EXERCISE DETAILS: Reproduce the part of the listing that opens with the line containing "Would you kindly mark the wedge-shaped" and closes at the end of the listing, swapping "vulture" for "condor" and leaving everything else unchanged.

RECORDS TO PROCESS:
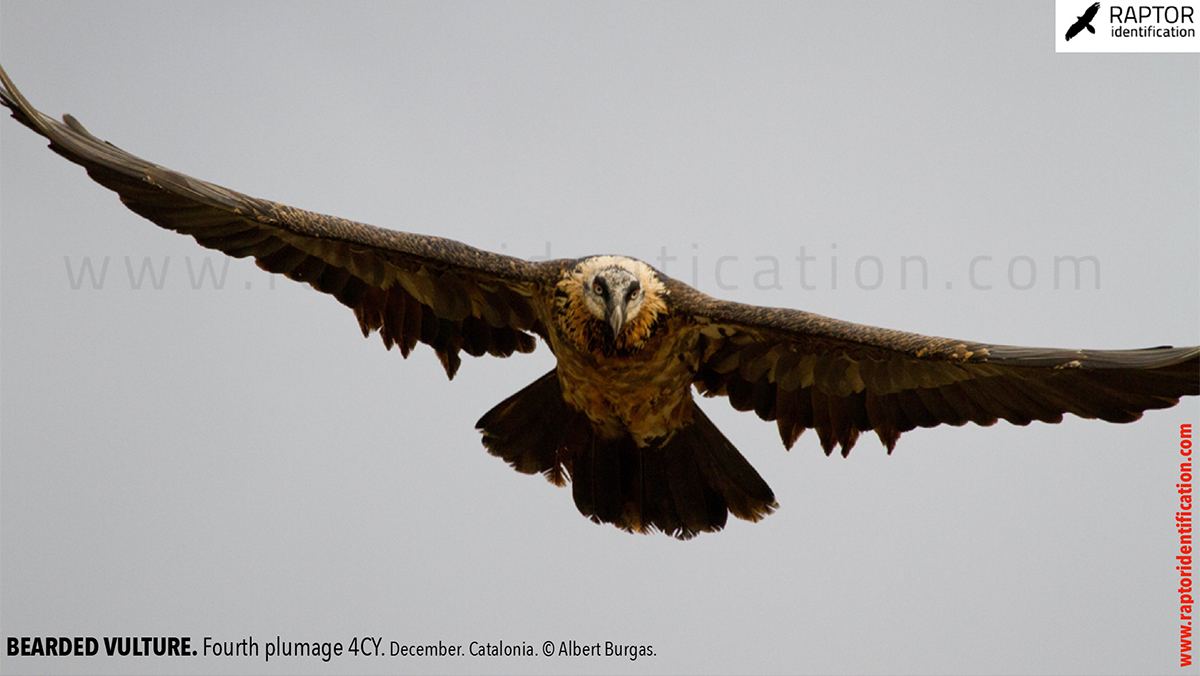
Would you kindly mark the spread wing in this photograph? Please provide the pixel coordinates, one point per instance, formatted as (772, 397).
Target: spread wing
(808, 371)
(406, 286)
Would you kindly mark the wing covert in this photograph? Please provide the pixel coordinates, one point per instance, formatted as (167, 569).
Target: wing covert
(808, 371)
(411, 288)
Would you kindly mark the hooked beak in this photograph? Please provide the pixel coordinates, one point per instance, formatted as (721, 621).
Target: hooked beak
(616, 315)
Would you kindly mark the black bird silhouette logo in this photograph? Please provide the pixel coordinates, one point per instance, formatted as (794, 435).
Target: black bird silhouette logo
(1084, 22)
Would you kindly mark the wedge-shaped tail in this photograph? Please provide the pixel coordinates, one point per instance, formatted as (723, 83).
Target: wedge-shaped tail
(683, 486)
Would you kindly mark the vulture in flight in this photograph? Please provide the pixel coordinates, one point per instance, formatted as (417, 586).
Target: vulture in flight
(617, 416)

OUTPUT FOR THIS EXERCISE:
Would you kindly mark the wedge-shaped tail in this photograph? Please provide the pixel coordinates, one point per instance, formatted as (723, 83).
Target: wedge-shaped tail
(683, 486)
Would you kindly mark the condor in flight in this photograph? Please provide the pixel coordinates, one point per instance, formatted as (417, 586).
Target: condor in flight
(617, 416)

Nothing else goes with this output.